## [YOUR INSTRUCTIONS]
What you return must match the data below exactly, minus any pictures.

(Stored items from a collection)
Start of Block

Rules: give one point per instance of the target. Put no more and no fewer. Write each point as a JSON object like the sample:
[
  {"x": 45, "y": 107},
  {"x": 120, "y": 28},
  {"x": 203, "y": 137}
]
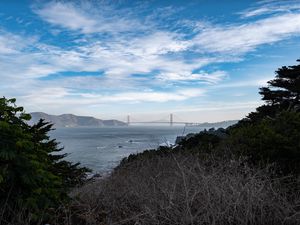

End of Block

## [TASK SOLUTION]
Rules: give one point per instance of the target. Put no more and no fewer. Write each point as a JSON object like the sample:
[
  {"x": 45, "y": 107},
  {"x": 120, "y": 28},
  {"x": 203, "y": 137}
]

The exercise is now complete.